### 本文
責 任 あ る 対 応 と は 何 か
   −−国立大学の学部再編の手続きについて
       (Ver.1.2)

                佐賀大学教養部 豊島耕一	
                toyo@cc.saga-u.ac.jp

        知識人のほうも,あまりにも長いあいだ,あまりにも
        楽をしすぎてきた.日本の市民は,そろそろ彼らにも
        危険を冒してもらうよう促すべきだ.(K.v.ウオ
        ルフレン,注1)

文部省の違法行為
 先に私は,国立大学の学部新設の設置審による審査という手続きには
法的根拠がないばかりか,文部省がこれを大学に強制してきたのは重大
な違法行為であることを指摘した(注0).その後専門家にもたずねた
結果,法的根拠がないことは明白となった.これまで違法な「行政指導」
を続けてきた文部省の責任は重大であり,それこそ同省じしんの「設置・
廃止」にかかわるほどの事態であると思う.
 「国立大学の評議会に関する暫定措置を定める規則」という省令の第
6条が認めている大学の自治権は考えてみれば当然のことであって,教
育・研究の専門家でもない小さな役所に個別の大学についての決定権が
あると考える方が−−ただ東京にある中央官庁と言うだけで−−よほど
異常だったのである.42年も前の省令だから古くて時代に合わないな
どと言ってはいけない.地方分権化という時代の潮流にもマッチした実
に今日的なイデオロギーですらある.

### 記録データ
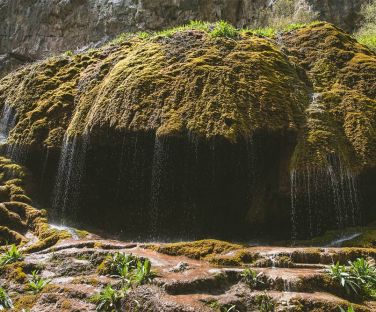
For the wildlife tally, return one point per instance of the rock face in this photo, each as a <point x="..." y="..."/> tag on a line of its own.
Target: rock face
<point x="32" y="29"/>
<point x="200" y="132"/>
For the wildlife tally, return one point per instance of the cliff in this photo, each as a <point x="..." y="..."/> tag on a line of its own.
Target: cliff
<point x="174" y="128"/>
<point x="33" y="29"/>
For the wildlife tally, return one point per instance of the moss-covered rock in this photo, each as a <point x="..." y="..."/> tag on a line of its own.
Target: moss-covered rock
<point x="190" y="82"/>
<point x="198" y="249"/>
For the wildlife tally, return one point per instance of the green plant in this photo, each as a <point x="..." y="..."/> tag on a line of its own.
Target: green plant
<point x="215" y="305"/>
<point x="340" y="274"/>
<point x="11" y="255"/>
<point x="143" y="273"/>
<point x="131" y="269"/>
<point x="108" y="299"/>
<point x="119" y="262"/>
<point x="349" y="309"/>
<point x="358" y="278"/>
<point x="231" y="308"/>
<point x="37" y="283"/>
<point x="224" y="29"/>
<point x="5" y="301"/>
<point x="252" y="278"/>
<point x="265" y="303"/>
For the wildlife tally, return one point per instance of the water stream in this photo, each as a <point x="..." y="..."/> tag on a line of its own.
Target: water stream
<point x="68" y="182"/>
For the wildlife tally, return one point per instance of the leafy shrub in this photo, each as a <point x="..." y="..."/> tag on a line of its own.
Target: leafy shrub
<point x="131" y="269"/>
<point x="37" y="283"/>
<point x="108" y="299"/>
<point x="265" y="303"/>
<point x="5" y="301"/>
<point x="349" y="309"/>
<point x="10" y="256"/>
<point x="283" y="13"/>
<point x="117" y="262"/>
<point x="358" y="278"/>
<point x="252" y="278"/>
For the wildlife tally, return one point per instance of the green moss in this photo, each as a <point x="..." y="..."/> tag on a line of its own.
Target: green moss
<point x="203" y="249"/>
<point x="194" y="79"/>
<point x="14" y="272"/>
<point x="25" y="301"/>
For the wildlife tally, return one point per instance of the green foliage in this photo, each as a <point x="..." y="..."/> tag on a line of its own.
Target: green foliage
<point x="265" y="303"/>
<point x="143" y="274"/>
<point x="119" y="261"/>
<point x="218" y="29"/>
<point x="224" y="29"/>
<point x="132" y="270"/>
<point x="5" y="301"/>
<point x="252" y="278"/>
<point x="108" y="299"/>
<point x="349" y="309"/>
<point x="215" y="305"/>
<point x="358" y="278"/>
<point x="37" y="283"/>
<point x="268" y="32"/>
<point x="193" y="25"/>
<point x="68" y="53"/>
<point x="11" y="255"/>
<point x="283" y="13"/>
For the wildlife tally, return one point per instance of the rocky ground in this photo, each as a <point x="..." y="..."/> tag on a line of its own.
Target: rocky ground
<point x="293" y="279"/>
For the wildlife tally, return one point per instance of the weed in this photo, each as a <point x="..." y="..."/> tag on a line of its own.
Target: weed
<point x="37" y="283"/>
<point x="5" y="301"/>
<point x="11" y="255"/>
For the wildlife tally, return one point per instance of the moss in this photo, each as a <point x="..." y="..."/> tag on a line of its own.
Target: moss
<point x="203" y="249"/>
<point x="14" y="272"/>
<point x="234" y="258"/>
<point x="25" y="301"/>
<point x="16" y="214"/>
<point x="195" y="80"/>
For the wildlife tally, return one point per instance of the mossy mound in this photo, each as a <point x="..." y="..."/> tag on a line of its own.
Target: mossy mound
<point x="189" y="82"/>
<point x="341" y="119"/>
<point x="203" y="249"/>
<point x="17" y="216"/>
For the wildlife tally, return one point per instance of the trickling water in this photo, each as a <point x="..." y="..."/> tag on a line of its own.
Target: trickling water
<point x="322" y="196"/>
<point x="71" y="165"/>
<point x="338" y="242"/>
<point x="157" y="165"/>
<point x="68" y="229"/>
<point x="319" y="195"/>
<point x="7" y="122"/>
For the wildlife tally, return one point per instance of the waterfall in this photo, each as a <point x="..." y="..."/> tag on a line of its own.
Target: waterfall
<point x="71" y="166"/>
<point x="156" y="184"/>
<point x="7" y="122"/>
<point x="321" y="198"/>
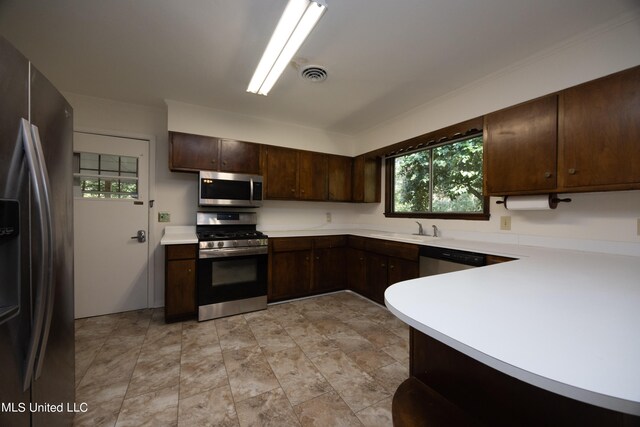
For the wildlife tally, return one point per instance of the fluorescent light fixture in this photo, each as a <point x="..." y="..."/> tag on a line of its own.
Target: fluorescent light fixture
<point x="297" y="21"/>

### 課題 A
国立大学の学部再編を論じた本文から、「知識人のほうも,あまりにも長いあいだ,あまりにも」から「結果,法的根拠がないことは明白となった.これまで違法な「行政指導」」までを、両端を含めて一字一句そのまま書き写しなさい。
### 課題 B
記録の中で、文字列「mossy」を含む行の数を数え、その数だけを答えなさい。大文字と小文字は区別するものとする。

### 解答 A
知識人のほうも,あまりにも長いあいだ,あまりにも
        楽をしすぎてきた.日本の市民は,そろそろ彼らにも
        危険を冒してもらうよう促すべきだ.(K.v.ウオ
        ルフレン,注1)

文部省の違法行為
 先に私は,国立大学の学部新設の設置審による審査という手続きには
法的根拠がないばかりか,文部省がこれを大学に強制してきたのは重大
な違法行為であることを指摘した(注0).その後専門家にもたずねた
結果,法的根拠がないことは明白となった.これまで違法な「行政指導」

### 解答 B
2